Point annotation records
----
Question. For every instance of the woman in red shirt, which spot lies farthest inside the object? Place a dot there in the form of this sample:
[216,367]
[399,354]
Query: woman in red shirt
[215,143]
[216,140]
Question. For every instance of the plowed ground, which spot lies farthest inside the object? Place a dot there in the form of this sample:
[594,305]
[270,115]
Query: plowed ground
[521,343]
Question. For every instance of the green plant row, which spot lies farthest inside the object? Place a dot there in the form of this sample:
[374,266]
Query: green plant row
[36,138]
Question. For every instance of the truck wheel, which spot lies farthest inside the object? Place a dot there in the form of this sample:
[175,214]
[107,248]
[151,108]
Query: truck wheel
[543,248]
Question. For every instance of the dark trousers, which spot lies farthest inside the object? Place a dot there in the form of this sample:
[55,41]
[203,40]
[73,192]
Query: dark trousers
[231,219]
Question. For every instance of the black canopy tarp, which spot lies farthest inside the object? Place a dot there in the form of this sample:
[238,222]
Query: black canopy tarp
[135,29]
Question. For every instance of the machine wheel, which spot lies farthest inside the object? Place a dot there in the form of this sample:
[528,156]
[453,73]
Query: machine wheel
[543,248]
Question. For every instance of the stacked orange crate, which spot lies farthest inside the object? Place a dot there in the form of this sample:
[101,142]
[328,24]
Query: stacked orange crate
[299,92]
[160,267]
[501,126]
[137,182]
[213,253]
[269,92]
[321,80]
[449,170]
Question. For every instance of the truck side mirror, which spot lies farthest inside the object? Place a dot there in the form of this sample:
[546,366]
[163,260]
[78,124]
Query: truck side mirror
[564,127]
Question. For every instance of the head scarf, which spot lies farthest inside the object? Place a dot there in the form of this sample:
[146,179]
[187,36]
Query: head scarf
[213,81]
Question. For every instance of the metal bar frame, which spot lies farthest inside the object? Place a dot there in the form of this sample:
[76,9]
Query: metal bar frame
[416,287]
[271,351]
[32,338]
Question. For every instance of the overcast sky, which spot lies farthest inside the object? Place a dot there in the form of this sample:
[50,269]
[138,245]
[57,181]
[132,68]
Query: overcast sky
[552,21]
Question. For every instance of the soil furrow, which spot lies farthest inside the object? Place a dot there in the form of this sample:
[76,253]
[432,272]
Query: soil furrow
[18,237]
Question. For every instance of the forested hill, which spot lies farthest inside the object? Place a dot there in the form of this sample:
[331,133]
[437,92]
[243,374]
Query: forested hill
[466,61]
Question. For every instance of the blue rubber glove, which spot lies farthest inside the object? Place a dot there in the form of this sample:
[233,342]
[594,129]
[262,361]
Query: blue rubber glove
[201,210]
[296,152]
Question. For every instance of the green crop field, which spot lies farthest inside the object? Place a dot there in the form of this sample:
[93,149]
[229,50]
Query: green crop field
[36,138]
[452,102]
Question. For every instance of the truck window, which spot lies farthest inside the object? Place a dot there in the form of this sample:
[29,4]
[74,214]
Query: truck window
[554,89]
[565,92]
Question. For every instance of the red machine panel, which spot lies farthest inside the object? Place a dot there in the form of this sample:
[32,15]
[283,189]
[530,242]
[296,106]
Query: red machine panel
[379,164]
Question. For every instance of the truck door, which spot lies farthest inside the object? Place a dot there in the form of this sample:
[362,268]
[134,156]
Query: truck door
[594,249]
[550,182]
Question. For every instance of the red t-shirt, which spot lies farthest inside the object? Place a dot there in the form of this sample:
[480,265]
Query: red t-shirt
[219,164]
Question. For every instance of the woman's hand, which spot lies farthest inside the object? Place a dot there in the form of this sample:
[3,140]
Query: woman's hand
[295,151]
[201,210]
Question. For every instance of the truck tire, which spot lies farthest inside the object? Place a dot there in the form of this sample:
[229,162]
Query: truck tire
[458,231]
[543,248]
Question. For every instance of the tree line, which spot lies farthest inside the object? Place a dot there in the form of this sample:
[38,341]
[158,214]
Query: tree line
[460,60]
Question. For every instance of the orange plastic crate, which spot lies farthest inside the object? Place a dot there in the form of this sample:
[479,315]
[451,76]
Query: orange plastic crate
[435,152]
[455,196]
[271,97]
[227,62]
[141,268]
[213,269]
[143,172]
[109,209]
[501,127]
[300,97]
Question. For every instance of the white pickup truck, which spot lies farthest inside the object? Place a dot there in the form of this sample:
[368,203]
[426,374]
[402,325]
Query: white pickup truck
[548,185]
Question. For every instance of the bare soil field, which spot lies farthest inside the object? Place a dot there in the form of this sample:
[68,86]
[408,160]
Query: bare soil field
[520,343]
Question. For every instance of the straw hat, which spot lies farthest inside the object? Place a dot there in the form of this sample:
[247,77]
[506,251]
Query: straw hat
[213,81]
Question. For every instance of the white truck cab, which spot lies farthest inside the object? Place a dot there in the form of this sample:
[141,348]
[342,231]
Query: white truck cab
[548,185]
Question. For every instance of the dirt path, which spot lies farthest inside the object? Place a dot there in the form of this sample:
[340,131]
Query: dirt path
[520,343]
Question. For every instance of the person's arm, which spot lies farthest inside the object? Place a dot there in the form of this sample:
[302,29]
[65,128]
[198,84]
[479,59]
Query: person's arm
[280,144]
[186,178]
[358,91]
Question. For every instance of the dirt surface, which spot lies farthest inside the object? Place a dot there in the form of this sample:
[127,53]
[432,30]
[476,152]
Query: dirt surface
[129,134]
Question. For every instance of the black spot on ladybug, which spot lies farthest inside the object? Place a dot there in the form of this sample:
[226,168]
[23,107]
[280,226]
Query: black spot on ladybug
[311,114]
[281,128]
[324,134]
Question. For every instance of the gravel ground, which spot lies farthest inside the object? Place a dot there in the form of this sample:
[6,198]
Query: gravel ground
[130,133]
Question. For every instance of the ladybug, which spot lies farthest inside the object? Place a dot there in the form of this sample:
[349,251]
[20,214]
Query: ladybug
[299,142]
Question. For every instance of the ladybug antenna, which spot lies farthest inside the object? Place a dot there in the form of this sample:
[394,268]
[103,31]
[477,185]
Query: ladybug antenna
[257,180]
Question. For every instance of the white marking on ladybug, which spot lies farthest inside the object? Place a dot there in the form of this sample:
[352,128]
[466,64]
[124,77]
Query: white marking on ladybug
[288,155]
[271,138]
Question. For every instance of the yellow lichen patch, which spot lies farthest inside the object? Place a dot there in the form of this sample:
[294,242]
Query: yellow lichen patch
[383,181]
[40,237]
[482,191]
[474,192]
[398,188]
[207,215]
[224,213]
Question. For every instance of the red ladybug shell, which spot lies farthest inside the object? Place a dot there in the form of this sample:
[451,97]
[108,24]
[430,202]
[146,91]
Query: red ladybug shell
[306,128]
----
**What the task requires:**
Output the line holding "Question. For every instance of the white marking", then every later line through the end of the records above, exactly as given and nothing else.

**Response to the exercise:**
Question. For every instance of the white marking on ladybug, which spot lies farthest inside the object? Place a dot there in the form of this sample:
[352,128]
[466,64]
[124,77]
Query: white marking on ladybug
[288,155]
[271,138]
Question. For every instance of the yellow lichen patch, which spot lies farthest inside the object? Place a dot there in the form of this sample:
[294,242]
Query: yellow lichen patch
[383,181]
[40,237]
[482,191]
[474,192]
[398,188]
[207,215]
[224,213]
Question. For every instance of the red ladybug shell, which spot lies farthest inside the object? Place a dot there in the form of this sample:
[451,97]
[108,24]
[430,202]
[146,91]
Query: red ladybug shell
[306,128]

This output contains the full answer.